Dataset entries
----------------------------------------

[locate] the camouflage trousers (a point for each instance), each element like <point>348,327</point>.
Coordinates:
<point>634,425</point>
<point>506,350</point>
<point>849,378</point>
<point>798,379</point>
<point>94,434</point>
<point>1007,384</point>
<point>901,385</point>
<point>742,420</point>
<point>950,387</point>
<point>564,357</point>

----------------------------------------

▶ What is expected: Your task is to retype the records above exactly.

▶ Task output:
[locate] the camouflage trousers (a point for each instance), each element like <point>348,327</point>.
Coordinates:
<point>634,425</point>
<point>506,350</point>
<point>849,378</point>
<point>798,379</point>
<point>94,434</point>
<point>1007,384</point>
<point>901,385</point>
<point>742,420</point>
<point>950,387</point>
<point>564,357</point>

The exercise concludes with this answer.